Please output the lines shown below exactly as they appear.

===== RECORDS SHOWN =====

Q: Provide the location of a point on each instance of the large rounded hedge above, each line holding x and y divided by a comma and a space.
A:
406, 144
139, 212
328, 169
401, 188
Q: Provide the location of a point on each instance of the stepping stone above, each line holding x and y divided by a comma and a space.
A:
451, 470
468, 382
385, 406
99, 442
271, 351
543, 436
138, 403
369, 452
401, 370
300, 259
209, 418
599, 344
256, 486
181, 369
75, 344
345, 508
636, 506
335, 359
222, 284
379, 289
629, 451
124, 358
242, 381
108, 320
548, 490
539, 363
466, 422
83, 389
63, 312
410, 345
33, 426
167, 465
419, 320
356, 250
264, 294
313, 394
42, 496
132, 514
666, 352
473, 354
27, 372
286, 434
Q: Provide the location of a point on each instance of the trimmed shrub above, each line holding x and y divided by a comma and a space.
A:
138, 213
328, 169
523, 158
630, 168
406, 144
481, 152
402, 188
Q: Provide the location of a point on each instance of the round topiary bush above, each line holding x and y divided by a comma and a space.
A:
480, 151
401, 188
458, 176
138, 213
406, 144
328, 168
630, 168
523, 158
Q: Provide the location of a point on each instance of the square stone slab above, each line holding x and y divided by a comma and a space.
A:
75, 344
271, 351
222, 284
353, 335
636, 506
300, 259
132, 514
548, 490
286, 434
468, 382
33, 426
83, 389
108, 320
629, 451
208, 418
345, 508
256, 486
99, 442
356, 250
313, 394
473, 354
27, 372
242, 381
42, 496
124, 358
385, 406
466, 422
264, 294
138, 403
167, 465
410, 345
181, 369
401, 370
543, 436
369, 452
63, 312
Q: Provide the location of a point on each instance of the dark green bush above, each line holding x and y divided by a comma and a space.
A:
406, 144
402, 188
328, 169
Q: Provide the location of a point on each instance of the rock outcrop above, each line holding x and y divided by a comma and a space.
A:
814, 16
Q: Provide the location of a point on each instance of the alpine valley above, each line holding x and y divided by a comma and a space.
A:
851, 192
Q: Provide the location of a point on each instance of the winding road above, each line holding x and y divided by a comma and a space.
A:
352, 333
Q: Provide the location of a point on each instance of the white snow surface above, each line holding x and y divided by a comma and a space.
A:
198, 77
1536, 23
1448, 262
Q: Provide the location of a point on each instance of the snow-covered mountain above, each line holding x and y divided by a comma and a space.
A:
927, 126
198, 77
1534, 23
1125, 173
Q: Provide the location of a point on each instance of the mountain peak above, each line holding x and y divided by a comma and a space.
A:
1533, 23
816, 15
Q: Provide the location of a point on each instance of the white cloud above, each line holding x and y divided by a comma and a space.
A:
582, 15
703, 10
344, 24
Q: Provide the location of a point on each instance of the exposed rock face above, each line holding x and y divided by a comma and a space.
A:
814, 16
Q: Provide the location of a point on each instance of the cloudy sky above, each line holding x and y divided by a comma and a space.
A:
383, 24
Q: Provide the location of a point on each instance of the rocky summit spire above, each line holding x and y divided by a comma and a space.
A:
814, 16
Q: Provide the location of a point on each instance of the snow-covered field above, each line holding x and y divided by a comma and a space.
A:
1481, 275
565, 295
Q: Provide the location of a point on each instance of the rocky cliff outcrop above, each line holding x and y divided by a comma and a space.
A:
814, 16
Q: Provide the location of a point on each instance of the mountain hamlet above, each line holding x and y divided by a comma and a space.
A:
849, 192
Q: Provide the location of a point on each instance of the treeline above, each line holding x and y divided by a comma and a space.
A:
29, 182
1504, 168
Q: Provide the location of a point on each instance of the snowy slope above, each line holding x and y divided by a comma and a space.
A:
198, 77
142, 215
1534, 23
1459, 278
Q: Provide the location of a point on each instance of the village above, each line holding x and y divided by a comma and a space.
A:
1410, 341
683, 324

=====

ANSWER TO THIS PROBLEM:
Q: Provide the location of a point on each instance of the large rounded hedge above, each line holding x and y divided by a comma and a space.
A:
406, 144
139, 212
328, 169
401, 188
Q: Provide the location of a point on each instance of the stepping stone above, each line holding x and y divided by a comma and a space.
A:
451, 470
468, 382
385, 406
99, 442
271, 351
543, 436
138, 403
369, 452
401, 370
300, 259
209, 418
599, 344
256, 486
181, 369
75, 344
345, 508
636, 506
335, 359
222, 284
379, 289
629, 451
124, 358
242, 381
108, 320
548, 490
539, 363
466, 422
83, 389
63, 312
410, 345
33, 426
167, 465
419, 320
356, 250
264, 294
313, 394
42, 496
132, 514
666, 352
473, 354
27, 372
286, 434
Q: Provide the location of a point on each instance of the trimmed shrub above, each line holding x and y divided by a comma and a space.
A:
138, 213
328, 169
523, 158
630, 168
406, 144
481, 152
402, 188
Q: Provide the location of a point on each instance of the round topiary bush above, each line holding x and y divided by a comma and a space.
A:
480, 151
401, 188
458, 176
138, 213
406, 144
328, 168
630, 168
523, 158
Q: Provide the location of a point on each instance of the square stone slab above, each line holding x and y divided by a comma and a space.
A:
75, 344
271, 351
222, 284
353, 335
636, 506
300, 259
132, 514
548, 490
286, 434
468, 382
33, 426
83, 389
108, 320
629, 451
208, 418
345, 508
256, 486
99, 442
356, 250
313, 394
473, 354
27, 372
242, 381
42, 496
124, 358
385, 406
466, 422
264, 294
138, 403
167, 465
410, 345
181, 369
401, 370
543, 436
369, 452
63, 312
Q: Provide the location of a point on each instance of the dark green bush above, each line holding x and y divided by a comma and a space.
A:
406, 144
402, 188
328, 169
Q: Provide the location of a point on each instance of the rock outcrop above, each line holding x and y divided by a comma and a space.
A:
814, 16
Q: Provide the location of a point on each instance of the alpine valley above, each line holding x and y divided by a comma and a space.
A:
851, 192
Q: Provide the location of a point on each instance of the winding road above, each line holding x and y divided by a comma and a space.
A:
352, 333
Q: Provide the location of a point on each instance of the white snow surface above, each line holding x and y divided by a comma and a space.
A:
198, 77
1536, 23
1448, 262
Q: Provide the location of a point on each instance of the snow-covered mountain above, each line holding x and y divided by a comma and a space.
A:
927, 126
198, 77
1534, 23
1125, 173
Q: Provide the location of a point on each instance of the mountain peak above, each line holding x and y divided by a comma and a space.
A:
1533, 23
816, 15
Q: Provide the location of a point on each instance of the white cloud above, each line holding x and y divided by a comma and a space.
A:
582, 15
703, 10
344, 24
Q: Provide the location of a point on each instance of the exposed rock face above, each line holding x and y divided by a comma and a space.
A:
814, 16
Q: Provide the location of a point on each instance of the cloudy sky above, each line holding x and y divided by a comma and a space.
A:
383, 24
Q: Provide the location of a point on each instance of the rocky summit spire above, each line holding x and y divided by a comma and a space.
A:
814, 16
Q: Provide the location of a point on each instance of the snow-covered field above, each line holding x and y divided by a comma and a space.
A:
1481, 275
565, 295
Q: Provide the location of a point on each instance of the rocky cliff outcrop above, each line holding x and y divided by a comma and a space.
A:
814, 16
Q: Provide the location of a point on each instance of the mountain hamlet above, each line holding x and y divided by a comma and a space.
A:
849, 192
Q: Provide the location of a point on each instance of the treeline above, each line holding x and y divided by a comma and a space.
A:
29, 182
1504, 168
Q: Provide the location of a point on each instance of the snowy slope above, each line holding x and y divided by a comma and a space.
A:
198, 77
142, 215
1534, 23
1459, 278
Q: Provide the location of a point on each instance of the village above, each line holding x and y divided by a comma and a space.
A:
1410, 341
683, 324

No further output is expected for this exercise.